(Items from a labeling collection)
==*==

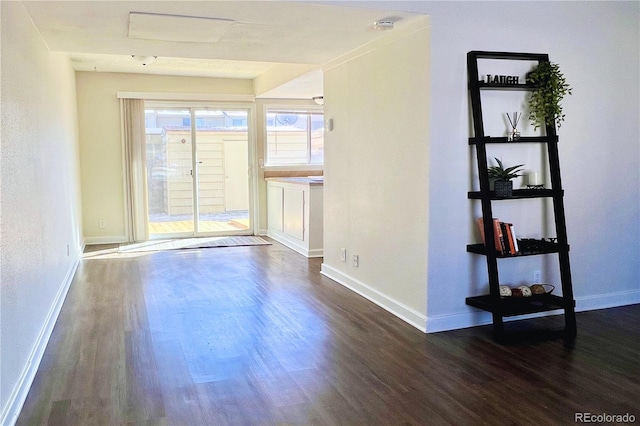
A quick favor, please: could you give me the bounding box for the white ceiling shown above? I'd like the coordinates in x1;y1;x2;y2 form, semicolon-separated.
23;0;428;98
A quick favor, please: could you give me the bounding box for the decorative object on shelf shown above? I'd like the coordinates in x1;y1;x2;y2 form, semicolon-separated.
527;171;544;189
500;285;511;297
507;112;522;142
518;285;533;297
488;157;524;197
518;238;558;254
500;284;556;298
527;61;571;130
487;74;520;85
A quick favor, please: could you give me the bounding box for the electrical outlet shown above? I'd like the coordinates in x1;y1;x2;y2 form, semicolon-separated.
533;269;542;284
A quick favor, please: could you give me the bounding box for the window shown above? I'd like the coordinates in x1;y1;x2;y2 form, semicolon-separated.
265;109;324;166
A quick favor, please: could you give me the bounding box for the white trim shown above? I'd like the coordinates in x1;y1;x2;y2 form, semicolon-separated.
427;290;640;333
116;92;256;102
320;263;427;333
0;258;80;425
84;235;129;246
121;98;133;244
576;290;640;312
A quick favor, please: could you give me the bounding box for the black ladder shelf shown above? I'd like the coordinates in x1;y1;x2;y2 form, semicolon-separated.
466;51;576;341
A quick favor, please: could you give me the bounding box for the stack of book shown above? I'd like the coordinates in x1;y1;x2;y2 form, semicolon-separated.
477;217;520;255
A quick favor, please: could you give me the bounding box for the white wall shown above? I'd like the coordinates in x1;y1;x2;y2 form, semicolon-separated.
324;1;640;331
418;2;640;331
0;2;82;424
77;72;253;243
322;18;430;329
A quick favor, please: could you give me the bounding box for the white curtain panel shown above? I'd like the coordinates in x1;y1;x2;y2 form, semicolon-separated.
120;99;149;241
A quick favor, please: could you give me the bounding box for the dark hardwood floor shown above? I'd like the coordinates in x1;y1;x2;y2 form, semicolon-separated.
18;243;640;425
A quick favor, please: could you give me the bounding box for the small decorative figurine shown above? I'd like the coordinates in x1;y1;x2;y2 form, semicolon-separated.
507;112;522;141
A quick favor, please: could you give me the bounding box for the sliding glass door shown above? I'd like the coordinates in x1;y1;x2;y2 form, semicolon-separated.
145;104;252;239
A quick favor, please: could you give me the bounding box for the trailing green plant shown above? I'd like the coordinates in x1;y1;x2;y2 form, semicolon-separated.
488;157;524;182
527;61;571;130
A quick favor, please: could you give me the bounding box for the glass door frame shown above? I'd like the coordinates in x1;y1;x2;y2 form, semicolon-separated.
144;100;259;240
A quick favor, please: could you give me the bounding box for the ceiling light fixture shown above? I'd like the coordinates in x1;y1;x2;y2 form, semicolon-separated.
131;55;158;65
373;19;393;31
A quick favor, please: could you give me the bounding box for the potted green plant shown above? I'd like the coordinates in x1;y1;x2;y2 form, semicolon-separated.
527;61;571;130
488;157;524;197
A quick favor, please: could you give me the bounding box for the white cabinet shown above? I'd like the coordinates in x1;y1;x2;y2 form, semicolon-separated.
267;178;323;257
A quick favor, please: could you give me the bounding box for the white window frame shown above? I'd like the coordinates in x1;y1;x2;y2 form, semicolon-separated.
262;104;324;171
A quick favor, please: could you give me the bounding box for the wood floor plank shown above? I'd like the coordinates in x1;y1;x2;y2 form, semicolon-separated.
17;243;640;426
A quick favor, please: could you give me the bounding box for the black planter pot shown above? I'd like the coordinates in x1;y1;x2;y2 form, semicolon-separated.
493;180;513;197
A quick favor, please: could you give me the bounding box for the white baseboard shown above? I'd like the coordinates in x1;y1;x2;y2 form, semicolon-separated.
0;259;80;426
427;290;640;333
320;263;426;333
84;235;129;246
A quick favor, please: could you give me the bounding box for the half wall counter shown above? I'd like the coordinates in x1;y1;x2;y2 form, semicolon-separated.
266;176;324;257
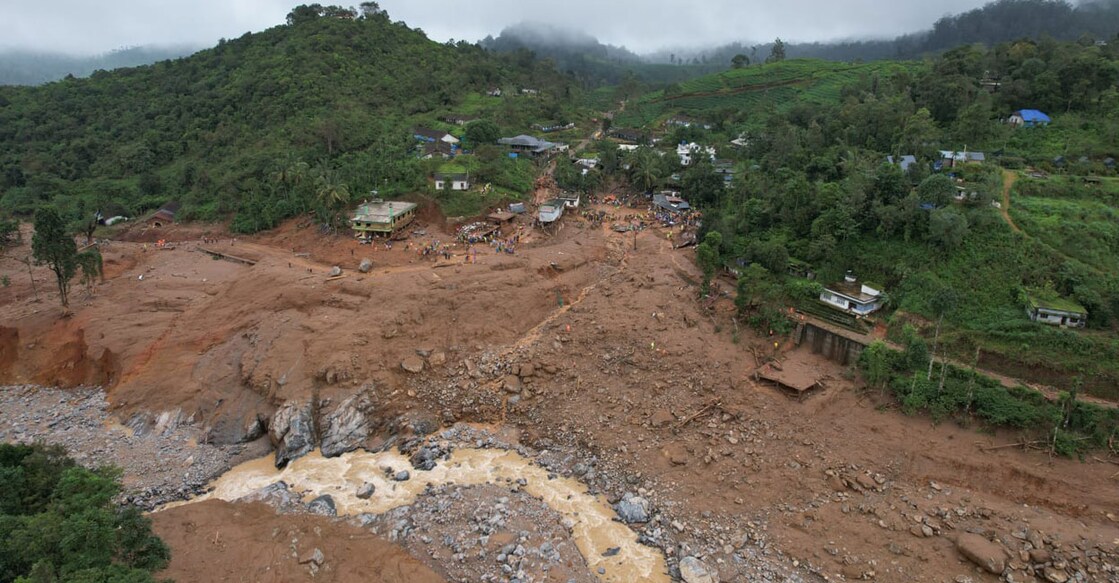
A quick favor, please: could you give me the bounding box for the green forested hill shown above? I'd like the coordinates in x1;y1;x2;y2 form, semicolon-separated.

==*==

Rewrite all of the data above, putting "Could you help me out?" wherever "A quick favor, please:" appears and keeping everything else the same. Omit the pictures from your version.

Could you help me out? could you give me the bounding box for the white ceiling shown above? I'd like the coordinates in x1;y1;x2;y2 form, semicolon-separated.
23;0;428;98
Could you help me out? could you give me the bounding box for the decorative object on shelf shown above? I'd like the coordinates in x1;y1;x2;y2 form, semicolon-separated.
527;171;544;189
500;285;511;297
507;112;522;142
518;285;533;297
488;157;524;197
518;238;558;254
500;284;556;298
527;61;571;130
487;74;520;85
Could you help me out? could you give me the bounding box for the electrical outlet shown above? I'd like the coordinates in x1;y1;x2;y2 form, semicolon-separated.
533;269;542;284
Could you help me out? could you give me the bounding box for the window shown above? I'd like the coordinates in x1;y1;x2;y2 form, semicolon-separated.
265;109;324;166
Could you help me out? could you give me the bounding box for the white trim shown above? I'd like the coordinates in x1;y1;x2;y2 form, semicolon-separated.
427;290;640;333
116;92;256;102
320;263;427;333
0;258;80;425
84;235;129;246
121;98;133;244
576;290;640;312
Could you help me out? could you give me the bounding box for the black ladder shelf shown above? I'd like the coordinates in x1;y1;x2;y2 form, semicolon-separated.
466;51;576;341
Could you help me out? could you give me the bounding box for the stack of book shown above? I'd like the coordinates in x1;y1;x2;y2 form, semicolon-separated.
477;217;520;255
Could you help me out? could you give me the bounding box for the white wall shown above? I'd like the coordinates in x1;y1;x2;y2 form, semicolon-separated.
324;1;640;331
418;2;640;331
0;2;82;424
77;72;253;243
322;18;430;329
Could you help me out? could you give me the bounding box for the white curtain panel shown above? I'd like the coordinates in x1;y1;x2;y2 form, semicolon-separated.
120;99;149;241
Could you help me out? could you give me the bounding box for the dark hardwood floor shown above? I'd like the coordinates in x1;y1;x2;y2 form, semicolon-separated.
18;243;640;425
Could you help me out? could you give me the bounding box for the small decorative figurine shown above? I'd like the coordinates in x1;y1;x2;y2 form, semicolon-separated.
507;112;522;141
Could you help me out? could you give me the bounding box for the sliding glass door shown above? I'd like the coordinates in x1;y1;x2;y2 form, semicolon-separated.
145;104;252;239
Could you help me out? could you give me the bounding box for the trailing green plant shown above? I'd like the coordinates in x1;y1;x2;y2 form, semicolon-separated.
488;157;524;182
527;61;571;130
Could you help me out? could you give me the bounding box for the glass door frame shown above? I'd like the coordinates in x1;y1;x2;y2 form, semicolon-separated.
144;100;259;240
Could you help me out? could you give me the bounding box for the ceiling light fixture shown above? I'd like the coordinates in x1;y1;x2;y2 form, semicolon-separated.
131;55;158;65
373;19;393;31
Could you help me out? could you give me the bounding box for the potted green plant shown above? I'd like the coordinates in x1;y1;x2;y2 form, semicolon-separated.
527;61;571;130
488;157;524;197
Could you help me out? could you give me the bounding box for the white cabinet shown above? I'd like the coordinates in x1;y1;x2;y2 form, semicolon-separated.
267;178;323;257
Could you help me out? could you give me the bounding box for the white window frame shown above? I'd like the coordinates in x1;y1;x2;y2 form, semicolon-separated.
262;104;324;171
Could you help me out? could you give me the bounding box for the wood floor plank shown above? I'd like the coordinates in x1;y1;x2;y2 form, semicolon-separated.
17;243;640;426
Could you help me out? could you give me the bounding box for the black planter pot shown above? I'd like the coordinates in x1;y1;x2;y2 form, semicolon-separated.
493;180;513;197
Could you help me out? could you give me the bounding box for the white baseboard shown above? I'd like the coordinates in x1;y1;x2;y2 form, semicolon-separated.
0;259;80;426
427;290;640;333
320;263;426;333
84;235;129;246
Could you help me out? could you give me the bounding box for the half wall counter shown above? I'd like the coordinates in x1;y1;x2;y2 form, semicolon-separated.
266;176;324;257
Could you help me out? could you give me the bounding box for the green forested hill shown above? I'd like the coordinates in x1;y1;x2;y2 form, semicolon-separated.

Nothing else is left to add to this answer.